─── DATASET ───

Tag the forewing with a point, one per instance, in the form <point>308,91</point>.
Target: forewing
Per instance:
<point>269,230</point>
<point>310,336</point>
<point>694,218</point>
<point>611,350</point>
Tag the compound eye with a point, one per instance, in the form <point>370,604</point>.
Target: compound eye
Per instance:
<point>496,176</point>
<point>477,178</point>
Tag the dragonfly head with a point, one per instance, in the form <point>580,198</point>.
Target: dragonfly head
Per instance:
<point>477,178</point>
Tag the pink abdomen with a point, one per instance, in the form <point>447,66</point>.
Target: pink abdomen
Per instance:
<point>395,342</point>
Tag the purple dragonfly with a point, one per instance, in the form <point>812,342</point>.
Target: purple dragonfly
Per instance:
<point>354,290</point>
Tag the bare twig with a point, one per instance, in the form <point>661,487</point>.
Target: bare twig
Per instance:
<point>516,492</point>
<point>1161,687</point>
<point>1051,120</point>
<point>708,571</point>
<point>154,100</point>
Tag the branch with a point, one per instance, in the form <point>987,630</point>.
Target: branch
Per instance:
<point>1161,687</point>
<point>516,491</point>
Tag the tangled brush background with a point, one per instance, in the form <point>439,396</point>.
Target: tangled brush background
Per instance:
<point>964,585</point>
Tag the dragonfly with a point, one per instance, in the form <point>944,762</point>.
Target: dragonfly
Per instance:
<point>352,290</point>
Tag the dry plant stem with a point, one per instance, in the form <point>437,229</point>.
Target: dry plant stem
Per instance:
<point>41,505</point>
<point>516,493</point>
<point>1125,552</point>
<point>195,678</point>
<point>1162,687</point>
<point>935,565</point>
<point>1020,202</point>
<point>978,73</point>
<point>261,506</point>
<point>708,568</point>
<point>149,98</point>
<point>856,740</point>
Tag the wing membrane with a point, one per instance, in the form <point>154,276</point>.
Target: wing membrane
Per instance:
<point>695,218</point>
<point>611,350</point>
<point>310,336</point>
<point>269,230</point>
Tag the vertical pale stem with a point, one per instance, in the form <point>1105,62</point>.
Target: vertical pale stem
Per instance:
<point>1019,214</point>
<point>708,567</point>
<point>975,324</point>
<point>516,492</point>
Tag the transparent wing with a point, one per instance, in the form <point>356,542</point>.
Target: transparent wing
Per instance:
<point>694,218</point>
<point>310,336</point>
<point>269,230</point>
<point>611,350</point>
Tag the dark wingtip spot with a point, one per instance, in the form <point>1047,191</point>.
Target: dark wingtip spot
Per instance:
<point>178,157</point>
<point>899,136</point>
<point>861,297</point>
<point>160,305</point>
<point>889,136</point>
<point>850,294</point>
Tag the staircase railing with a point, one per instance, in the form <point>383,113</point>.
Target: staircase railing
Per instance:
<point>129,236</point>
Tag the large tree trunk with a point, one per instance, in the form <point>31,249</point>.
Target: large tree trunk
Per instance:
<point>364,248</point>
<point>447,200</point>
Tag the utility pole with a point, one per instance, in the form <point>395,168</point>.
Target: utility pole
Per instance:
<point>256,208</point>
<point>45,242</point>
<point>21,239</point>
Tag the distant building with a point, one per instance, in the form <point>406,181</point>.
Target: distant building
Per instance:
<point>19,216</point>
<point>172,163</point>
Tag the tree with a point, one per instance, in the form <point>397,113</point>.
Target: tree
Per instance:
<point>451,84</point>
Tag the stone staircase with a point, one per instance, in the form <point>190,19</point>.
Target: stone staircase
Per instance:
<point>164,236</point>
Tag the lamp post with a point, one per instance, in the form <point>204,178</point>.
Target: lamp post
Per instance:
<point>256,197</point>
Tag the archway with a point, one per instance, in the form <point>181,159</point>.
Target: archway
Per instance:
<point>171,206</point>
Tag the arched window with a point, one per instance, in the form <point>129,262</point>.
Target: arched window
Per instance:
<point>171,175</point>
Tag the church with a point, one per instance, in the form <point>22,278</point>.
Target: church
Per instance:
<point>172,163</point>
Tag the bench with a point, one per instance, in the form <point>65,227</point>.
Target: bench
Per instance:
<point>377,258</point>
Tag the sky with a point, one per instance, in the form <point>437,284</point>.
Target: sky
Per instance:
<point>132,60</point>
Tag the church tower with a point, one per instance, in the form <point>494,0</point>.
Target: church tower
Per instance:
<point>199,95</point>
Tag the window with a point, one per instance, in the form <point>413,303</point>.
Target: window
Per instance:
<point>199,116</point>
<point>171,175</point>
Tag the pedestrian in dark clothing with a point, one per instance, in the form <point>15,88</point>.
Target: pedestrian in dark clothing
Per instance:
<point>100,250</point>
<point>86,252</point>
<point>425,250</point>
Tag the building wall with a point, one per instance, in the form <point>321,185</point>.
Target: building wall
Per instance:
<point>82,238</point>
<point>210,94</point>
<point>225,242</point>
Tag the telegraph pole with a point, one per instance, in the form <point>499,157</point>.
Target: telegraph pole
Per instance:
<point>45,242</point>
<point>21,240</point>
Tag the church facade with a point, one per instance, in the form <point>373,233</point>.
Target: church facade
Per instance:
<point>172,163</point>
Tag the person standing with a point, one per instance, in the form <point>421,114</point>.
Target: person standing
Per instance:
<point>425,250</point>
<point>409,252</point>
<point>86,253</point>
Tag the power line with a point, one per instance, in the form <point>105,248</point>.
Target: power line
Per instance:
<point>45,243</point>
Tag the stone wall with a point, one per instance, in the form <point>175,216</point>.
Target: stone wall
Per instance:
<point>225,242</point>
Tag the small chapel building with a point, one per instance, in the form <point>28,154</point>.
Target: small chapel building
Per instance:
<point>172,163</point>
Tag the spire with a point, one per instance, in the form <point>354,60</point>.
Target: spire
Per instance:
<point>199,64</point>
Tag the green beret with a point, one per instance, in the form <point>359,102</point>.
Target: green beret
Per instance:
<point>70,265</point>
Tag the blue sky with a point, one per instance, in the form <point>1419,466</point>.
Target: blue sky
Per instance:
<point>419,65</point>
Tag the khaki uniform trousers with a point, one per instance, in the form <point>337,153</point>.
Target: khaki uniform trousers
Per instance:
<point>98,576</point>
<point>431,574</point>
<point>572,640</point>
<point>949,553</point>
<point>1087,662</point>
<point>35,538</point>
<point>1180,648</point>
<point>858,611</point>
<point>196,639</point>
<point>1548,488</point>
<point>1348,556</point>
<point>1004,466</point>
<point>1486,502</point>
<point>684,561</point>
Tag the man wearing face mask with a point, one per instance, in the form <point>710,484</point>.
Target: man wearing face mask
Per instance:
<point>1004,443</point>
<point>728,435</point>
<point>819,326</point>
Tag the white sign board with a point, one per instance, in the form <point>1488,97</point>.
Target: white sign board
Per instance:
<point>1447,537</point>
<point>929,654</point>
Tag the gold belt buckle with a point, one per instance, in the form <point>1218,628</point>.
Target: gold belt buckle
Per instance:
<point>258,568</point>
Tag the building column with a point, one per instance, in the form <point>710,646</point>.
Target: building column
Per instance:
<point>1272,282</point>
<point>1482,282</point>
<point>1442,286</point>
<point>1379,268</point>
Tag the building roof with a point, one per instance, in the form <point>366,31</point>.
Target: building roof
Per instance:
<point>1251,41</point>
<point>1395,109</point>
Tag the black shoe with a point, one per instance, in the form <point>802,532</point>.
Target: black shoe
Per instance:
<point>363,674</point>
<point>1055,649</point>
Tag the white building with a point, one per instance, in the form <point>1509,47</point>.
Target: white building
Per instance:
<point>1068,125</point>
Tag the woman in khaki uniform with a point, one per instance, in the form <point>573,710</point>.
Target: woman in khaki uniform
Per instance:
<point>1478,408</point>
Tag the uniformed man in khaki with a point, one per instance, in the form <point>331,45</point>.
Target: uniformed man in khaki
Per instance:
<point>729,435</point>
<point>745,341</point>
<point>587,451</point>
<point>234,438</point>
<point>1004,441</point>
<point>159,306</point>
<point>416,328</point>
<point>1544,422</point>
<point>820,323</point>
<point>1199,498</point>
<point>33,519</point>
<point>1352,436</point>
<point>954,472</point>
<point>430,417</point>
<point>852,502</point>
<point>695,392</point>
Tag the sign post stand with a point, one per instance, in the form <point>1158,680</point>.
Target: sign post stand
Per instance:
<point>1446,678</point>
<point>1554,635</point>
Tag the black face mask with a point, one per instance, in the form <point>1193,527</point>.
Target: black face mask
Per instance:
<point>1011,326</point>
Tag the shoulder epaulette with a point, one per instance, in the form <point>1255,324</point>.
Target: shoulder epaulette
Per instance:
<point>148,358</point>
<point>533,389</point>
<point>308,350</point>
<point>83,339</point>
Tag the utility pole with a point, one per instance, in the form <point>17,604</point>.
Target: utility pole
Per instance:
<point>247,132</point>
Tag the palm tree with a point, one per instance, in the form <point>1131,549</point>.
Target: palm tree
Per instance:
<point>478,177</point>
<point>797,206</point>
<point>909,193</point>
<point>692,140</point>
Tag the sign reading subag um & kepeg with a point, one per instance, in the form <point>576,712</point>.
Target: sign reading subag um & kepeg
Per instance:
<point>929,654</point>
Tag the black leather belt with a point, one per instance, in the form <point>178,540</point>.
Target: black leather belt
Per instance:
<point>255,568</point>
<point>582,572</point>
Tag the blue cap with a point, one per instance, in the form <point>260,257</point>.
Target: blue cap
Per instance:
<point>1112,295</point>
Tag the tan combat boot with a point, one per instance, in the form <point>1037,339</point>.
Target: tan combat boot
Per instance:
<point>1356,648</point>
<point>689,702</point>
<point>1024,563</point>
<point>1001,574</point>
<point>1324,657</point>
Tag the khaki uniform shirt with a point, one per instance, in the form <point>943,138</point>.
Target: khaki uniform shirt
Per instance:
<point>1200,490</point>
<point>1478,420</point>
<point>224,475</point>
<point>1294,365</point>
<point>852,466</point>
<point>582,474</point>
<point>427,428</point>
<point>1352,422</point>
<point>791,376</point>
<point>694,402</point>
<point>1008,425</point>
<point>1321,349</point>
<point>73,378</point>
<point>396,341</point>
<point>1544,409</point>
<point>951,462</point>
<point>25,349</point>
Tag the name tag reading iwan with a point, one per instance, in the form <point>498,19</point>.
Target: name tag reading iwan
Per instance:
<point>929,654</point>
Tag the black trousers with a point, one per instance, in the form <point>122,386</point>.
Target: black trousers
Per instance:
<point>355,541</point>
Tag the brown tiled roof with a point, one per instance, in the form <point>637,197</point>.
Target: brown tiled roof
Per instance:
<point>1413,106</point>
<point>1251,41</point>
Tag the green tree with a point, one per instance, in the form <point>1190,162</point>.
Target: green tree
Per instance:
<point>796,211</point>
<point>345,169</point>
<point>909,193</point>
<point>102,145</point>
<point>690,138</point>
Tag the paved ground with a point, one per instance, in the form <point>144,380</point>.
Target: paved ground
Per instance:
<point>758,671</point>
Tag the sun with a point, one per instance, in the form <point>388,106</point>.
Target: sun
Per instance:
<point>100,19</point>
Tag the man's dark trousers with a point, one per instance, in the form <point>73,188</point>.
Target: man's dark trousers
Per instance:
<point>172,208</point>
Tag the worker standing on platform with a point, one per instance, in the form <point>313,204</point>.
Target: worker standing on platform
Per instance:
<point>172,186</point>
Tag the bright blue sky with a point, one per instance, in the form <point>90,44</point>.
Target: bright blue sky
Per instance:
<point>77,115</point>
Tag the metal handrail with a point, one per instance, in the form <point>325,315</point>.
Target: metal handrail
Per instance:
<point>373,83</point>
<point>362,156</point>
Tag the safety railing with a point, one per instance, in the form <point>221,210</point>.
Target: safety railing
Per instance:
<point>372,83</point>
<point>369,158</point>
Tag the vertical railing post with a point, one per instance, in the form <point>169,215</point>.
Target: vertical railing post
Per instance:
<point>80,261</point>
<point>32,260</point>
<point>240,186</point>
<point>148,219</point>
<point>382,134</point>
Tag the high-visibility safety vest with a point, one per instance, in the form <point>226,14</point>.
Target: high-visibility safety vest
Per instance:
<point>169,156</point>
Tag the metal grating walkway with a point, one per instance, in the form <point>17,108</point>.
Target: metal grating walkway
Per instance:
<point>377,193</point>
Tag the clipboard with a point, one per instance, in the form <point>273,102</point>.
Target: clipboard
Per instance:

───

Please repeat the stretch of the listing above from the line containing "Tag the palm" through the line containing "<point>690,138</point>", both included, and give only those lines.

Tag the palm tree with a point, one per instance, in the form <point>1131,549</point>.
Target: palm tree
Per instance:
<point>478,177</point>
<point>797,206</point>
<point>909,193</point>
<point>692,140</point>
Tag the sign reading subag um & kepeg with a point, one per instance, in the form <point>576,712</point>.
Target: sign reading subag um & kepeg
Per instance:
<point>929,654</point>
Tag the black leather belt with a point, one per instance, in the form <point>178,540</point>.
Target: black leather belt
Per instance:
<point>255,568</point>
<point>582,572</point>
Tag the blue cap with a point, one per instance, in the form <point>260,257</point>.
Target: blue cap
Per instance:
<point>1112,295</point>
Tag the tan combat boot with a point, one per instance, in the form <point>1037,339</point>.
Target: tan combat boot
Per instance:
<point>1356,648</point>
<point>689,702</point>
<point>1024,563</point>
<point>1001,574</point>
<point>1324,657</point>
Tag the khaki uniform shirt with a point, one per instance, in the form <point>943,138</point>.
Target: khaki uniform shirt
Per instance:
<point>1200,490</point>
<point>1478,420</point>
<point>224,475</point>
<point>1294,365</point>
<point>852,466</point>
<point>582,474</point>
<point>427,428</point>
<point>1352,422</point>
<point>791,376</point>
<point>694,402</point>
<point>1008,425</point>
<point>1321,349</point>
<point>73,378</point>
<point>396,341</point>
<point>1544,409</point>
<point>951,462</point>
<point>25,349</point>
Tag the name tag reading iwan with a point, one per instance, in the form <point>498,19</point>.
Target: name tag reading iwan
Per instance:
<point>929,654</point>
Tag the black trousers with a point, one per instance, in the form <point>122,386</point>.
Target: black trousers
Per instance:
<point>355,541</point>
Tag the brown tiled roof with a point, one per instance, in the form <point>637,197</point>.
Target: brown tiled roof
Per instance:
<point>1413,106</point>
<point>1251,41</point>
Tag the green tree with a point, one per instance, in the form <point>1190,162</point>.
Target: green tree
Per instance:
<point>796,211</point>
<point>345,169</point>
<point>909,193</point>
<point>102,145</point>
<point>690,138</point>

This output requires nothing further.